>>>

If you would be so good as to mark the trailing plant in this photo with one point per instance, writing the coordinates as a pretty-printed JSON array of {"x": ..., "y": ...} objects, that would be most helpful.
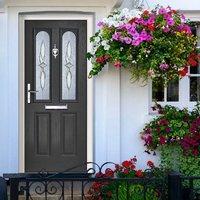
[
  {"x": 174, "y": 126},
  {"x": 119, "y": 189},
  {"x": 157, "y": 44}
]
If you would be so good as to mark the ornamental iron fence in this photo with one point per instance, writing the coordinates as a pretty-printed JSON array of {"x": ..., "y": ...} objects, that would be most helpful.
[{"x": 91, "y": 186}]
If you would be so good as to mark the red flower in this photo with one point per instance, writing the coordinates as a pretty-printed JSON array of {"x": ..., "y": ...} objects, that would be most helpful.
[
  {"x": 151, "y": 27},
  {"x": 139, "y": 173},
  {"x": 127, "y": 164},
  {"x": 183, "y": 72},
  {"x": 126, "y": 171},
  {"x": 109, "y": 173},
  {"x": 109, "y": 194},
  {"x": 162, "y": 140},
  {"x": 195, "y": 152},
  {"x": 100, "y": 60},
  {"x": 193, "y": 59},
  {"x": 150, "y": 164},
  {"x": 117, "y": 64}
]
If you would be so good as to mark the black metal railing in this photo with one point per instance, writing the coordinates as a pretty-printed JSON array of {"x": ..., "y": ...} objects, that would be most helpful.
[
  {"x": 93, "y": 186},
  {"x": 183, "y": 187},
  {"x": 88, "y": 186}
]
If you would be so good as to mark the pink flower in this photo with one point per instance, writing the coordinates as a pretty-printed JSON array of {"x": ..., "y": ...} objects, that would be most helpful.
[
  {"x": 162, "y": 11},
  {"x": 166, "y": 29},
  {"x": 164, "y": 66},
  {"x": 136, "y": 42},
  {"x": 117, "y": 64},
  {"x": 170, "y": 22},
  {"x": 127, "y": 40},
  {"x": 116, "y": 36},
  {"x": 162, "y": 140},
  {"x": 100, "y": 24}
]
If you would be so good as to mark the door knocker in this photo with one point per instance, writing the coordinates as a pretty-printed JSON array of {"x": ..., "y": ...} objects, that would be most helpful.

<<<

▸ **Given instruction**: Copy every item above character for character, leaving out the picture.

▸ **Answer in full**:
If you would be so good as to mark the trailing plant in this photo with one point per instance, writing the coordinates as a pretty-printed JSON array of {"x": ..., "y": ...} objects, that would be most helpful.
[
  {"x": 174, "y": 126},
  {"x": 119, "y": 189},
  {"x": 157, "y": 44}
]
If you would be so good as to mark the ornamental iron fence in this photo with one point per instance, writing the coordinates as a pretty-printed JSON array of {"x": ..., "y": ...} objects, that would be most helpful.
[{"x": 91, "y": 186}]
If you would be so good as to mark the red flower in this photo with one point per instance, writing the coordinates as a pretty-printed JSON array of {"x": ..., "y": ...} objects, that would be most helpful.
[
  {"x": 151, "y": 27},
  {"x": 139, "y": 173},
  {"x": 127, "y": 164},
  {"x": 183, "y": 72},
  {"x": 126, "y": 171},
  {"x": 109, "y": 173},
  {"x": 109, "y": 194},
  {"x": 162, "y": 140},
  {"x": 195, "y": 152},
  {"x": 100, "y": 60},
  {"x": 193, "y": 59},
  {"x": 150, "y": 164},
  {"x": 117, "y": 64}
]
If you would be so good as to mark the black metal railing in this photo with one point per instance, writing the coordinates as a pretty-printed JSON array of {"x": ..., "y": ...} objects, that would be most helpful.
[
  {"x": 93, "y": 186},
  {"x": 183, "y": 187},
  {"x": 88, "y": 186}
]
If you would be so good as to mark the pink flower in this photo with one point per instance, writing the coordinates as a pretty-printed JSON array of {"x": ..., "y": ...} objects, that would be most helpful.
[
  {"x": 162, "y": 11},
  {"x": 166, "y": 29},
  {"x": 164, "y": 66},
  {"x": 136, "y": 42},
  {"x": 117, "y": 64},
  {"x": 170, "y": 22},
  {"x": 127, "y": 40},
  {"x": 116, "y": 36},
  {"x": 162, "y": 140},
  {"x": 100, "y": 24}
]
If you would be so good as to mark the door knocker in this photo with one point per instance, writing the coordinates as a pretty-printed JSON array of {"x": ..., "y": ...} objects, that would be most helpful.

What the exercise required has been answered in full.